Pointing and labeling entries
* BEGIN *

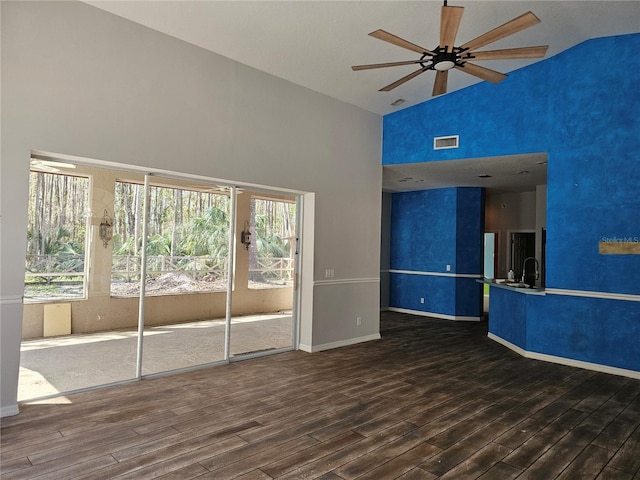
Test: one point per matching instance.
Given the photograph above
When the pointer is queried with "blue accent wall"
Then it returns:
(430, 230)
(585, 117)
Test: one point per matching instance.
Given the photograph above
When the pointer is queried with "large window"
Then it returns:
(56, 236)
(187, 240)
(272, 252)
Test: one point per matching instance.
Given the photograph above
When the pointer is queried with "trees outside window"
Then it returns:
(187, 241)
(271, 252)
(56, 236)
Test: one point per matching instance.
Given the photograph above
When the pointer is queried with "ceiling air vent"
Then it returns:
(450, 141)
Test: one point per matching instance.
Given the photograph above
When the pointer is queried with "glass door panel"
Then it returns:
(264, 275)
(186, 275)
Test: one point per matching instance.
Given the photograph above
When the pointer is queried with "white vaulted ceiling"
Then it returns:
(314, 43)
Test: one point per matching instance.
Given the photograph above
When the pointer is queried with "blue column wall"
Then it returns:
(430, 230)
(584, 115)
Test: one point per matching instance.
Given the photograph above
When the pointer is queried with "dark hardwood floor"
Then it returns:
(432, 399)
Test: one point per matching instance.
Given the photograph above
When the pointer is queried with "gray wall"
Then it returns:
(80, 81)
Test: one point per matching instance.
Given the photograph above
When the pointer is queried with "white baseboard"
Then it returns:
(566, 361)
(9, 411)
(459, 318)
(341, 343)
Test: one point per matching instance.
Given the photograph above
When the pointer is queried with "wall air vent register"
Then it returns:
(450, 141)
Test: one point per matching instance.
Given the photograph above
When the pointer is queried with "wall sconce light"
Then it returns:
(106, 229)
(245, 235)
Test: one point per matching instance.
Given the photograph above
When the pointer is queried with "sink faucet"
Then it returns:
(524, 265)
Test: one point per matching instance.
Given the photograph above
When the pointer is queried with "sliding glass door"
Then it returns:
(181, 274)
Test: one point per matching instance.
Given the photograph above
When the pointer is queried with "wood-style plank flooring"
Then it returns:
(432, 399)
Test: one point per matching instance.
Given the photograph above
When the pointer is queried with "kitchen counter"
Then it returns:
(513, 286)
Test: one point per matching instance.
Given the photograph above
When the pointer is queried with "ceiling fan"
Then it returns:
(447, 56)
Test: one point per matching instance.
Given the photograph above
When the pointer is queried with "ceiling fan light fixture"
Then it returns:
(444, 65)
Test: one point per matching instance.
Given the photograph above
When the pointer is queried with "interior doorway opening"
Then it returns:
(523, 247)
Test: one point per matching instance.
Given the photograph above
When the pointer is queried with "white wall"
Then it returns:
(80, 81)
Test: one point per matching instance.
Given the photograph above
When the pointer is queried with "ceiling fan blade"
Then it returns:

* END *

From the entries above, output every line exactly and omit any image.

Test: one point per matching instance.
Given the photograph above
When the pointer is queried with "blue accent wall"
Then it returns:
(430, 230)
(585, 117)
Test: one point per matching instance.
Given the photograph above
When the pointer is queried with "large window"
Then it returns:
(56, 236)
(187, 240)
(272, 252)
Test: one point per matching instance.
Given the photograph above
When the pointer is queried with "trees outside window"
Then it returns:
(187, 241)
(271, 252)
(56, 236)
Test: one point per matching instance.
Given the photograph above
When the pointer is queried with "ceiling air vent"
Then it returns:
(450, 141)
Test: one point per matching instance.
Given the photograph above
When the pointer is queried with "glass door panel"
Then it returns:
(264, 275)
(186, 275)
Test: one point per matching instance.
Given the photograph above
When the pointer is queried with "white vaulted ceiling"
Then it returns:
(314, 43)
Test: one point per matching instance.
Given the photograph above
When the pointer is queried with "blue column wall"
Then it returns:
(430, 230)
(584, 115)
Test: one point per matching instance.
Given the photograph above
When the pointer is queried with "dark hardwood floor"
Then it returns:
(432, 399)
Test: one point per matching instance.
Given the photograph above
When the pointer is queried with "gray wall"
Then it returns:
(80, 81)
Test: one point per matching instance.
Given the photograph above
When the pointer is queried with "white baseboard"
Then it returns:
(566, 361)
(9, 411)
(459, 318)
(341, 343)
Test: one point per matching instance.
Given the photograph above
When the pointer is queried with "wall air vent register"
Then it returns:
(450, 141)
Test: one point per matching instance.
Given the photograph above
When the pointer is queried with "wall sconce light"
Then it returns:
(106, 229)
(245, 235)
Test: one point per matching instance.
Given the photograph above
When the pointer is queried with "sink faucet"
Then it returns:
(524, 265)
Test: one point per matching instance.
Given the photograph above
When the pointer is queried with "sliding glass door"
Then it returns:
(181, 274)
Test: one point per matching instance.
Given the photograph above
When the pointer is queried with "wood-style plank flooring"
Then it returns:
(432, 399)
Test: one point per matching instance.
Given the photograph above
When the pointer is queried with "kitchen counter"
Then it returns:
(513, 286)
Test: one point per matching instance.
Given the photograph above
When the pointer is queried with "ceiling fan"
Then it returns:
(447, 56)
Test: one point per matching instance.
Given the photograph above
When the pointer is queried with "ceiling fan light fixture"
Then it returns:
(444, 65)
Test: one point per matching instance.
Given the photograph above
When the pointer is queried with "interior doorway opening"
Then it returns:
(523, 247)
Test: one point per matching instance.
Given the photograph above
When the pointer is queried with "white wall"
Then it returns:
(80, 81)
Test: one point per matching instance.
Given the photograph above
When the pointer is queried with "ceiling fan blade"
Then it returns:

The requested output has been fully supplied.